● Extract to read:
The following were also present for items in which they were concerned:

  • America, United States of
    • Rear-Admiral McCully, U. S. N.
    • Lt-Commander Koehler, U. S. N.
    • Mr. E. L. Dresel
    • Mr. W. H. Buckler
    • Mr. A. W. Dulles
  • British Empire
    • General Hammond
    • Commander Dunne
    • Mr. A. Leeper
  • France
    • M. Henry Berenger
    • M. Laroche
    • General Le Rond
    • M. de Montille
    • M. Arnaroy
    • M. Aron
  • Italy
    • M. Vannutelli-Rey
    • Comdt. Ingianni
  • Japan
    • M. Shigemitsu

[Page 159]

1. M. Clemenceau reported his conversation of the previous day with General Coanda and M. Antonescu. They had asked that the period for a reply be extended from six to eight days inasmuch as they declared that they were able to assure him that within that time the Supreme Council would receive a favorable answer without qualifications, from the Roumanian Government. They had also asked that the sentence dealing with the conclusion of peace, while a Roumanian army of 400,000 men was still in the field, be expunged. His impression was that the Roumanians were really ready at last to give satisfaction on all points. He thought that when so doing they might try to discuss the question of the Minorities Treaty, but he did not think that they would offer serious resistance on this point and that any such discussion would really amount to nothing. Draft Note to the Roumanian Government

M. de Martino reminded M. Clemenceau that at the previous meeting he had expressed the greatest confidence in the outcome of the interview between M. Clemenceau and General Coanda and M. Antonescu, and he was glad to see that his confidence had in every way been justified.

M. Clemenceau replied that it was as a result of his association with his Italian colleagues that he had acquired diplomatic skill. He suggested that a decision as to sending the draft note to the Roumanian Government1 be postponed until all the delegates had received the instructions of their Governments.

(This suggestion was agreed to).

● Given task: Reproduce the conference minutes above word for word, everything from "M. de Martino" down to "way been justified.". The entries that come next are from a different source and have no connection to the minutes.

● Entries shown:
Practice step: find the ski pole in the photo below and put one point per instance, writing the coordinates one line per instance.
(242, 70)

--

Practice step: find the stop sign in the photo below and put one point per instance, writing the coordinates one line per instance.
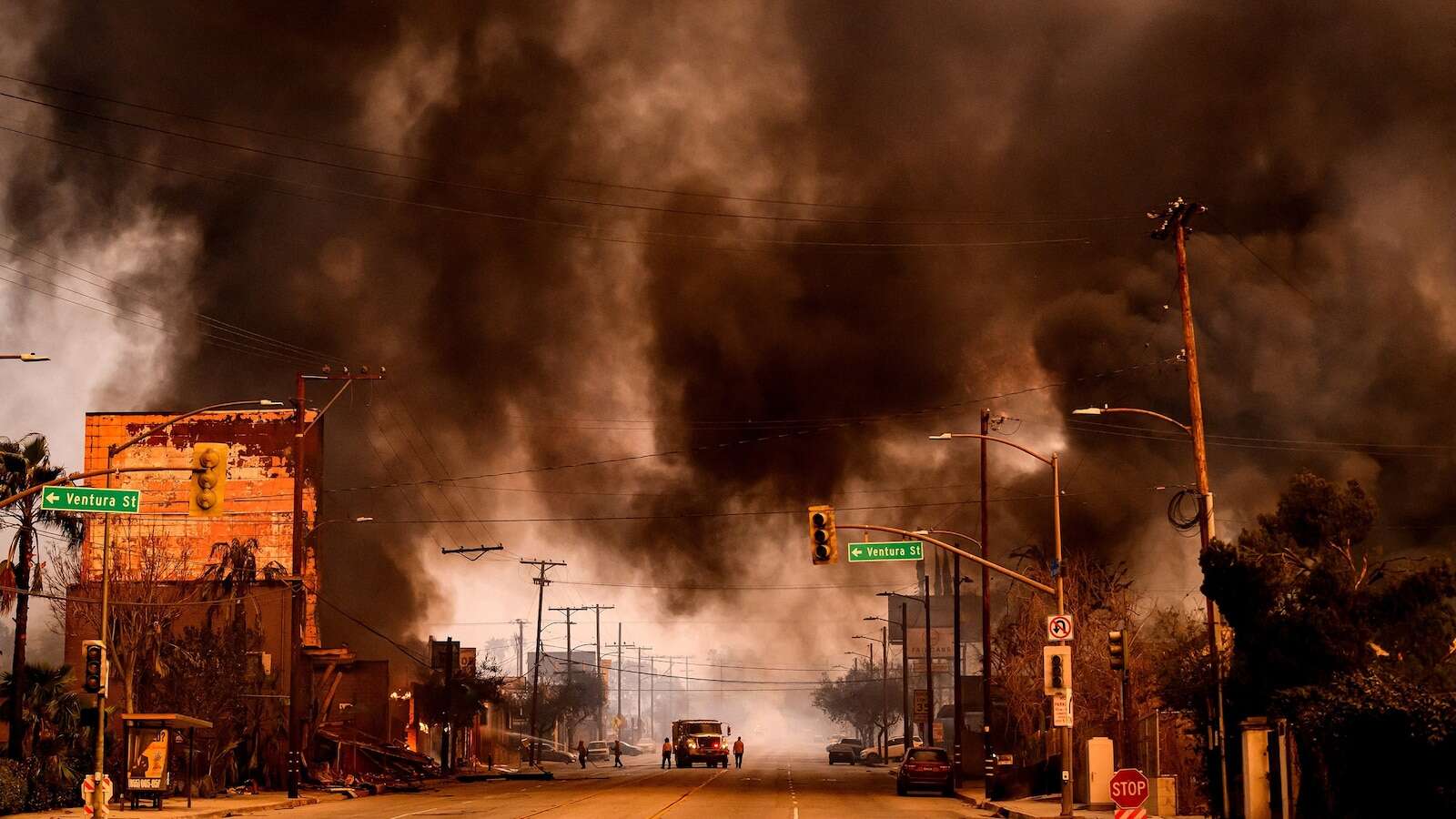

● Solution:
M. de Martino reminded M. Clemenceau that at the previous meeting he had expressed the greatest confidence in the outcome of the interview between M. Clemenceau and General Coanda and M. Antonescu, and he was glad to see that his confidence had in every way been justified.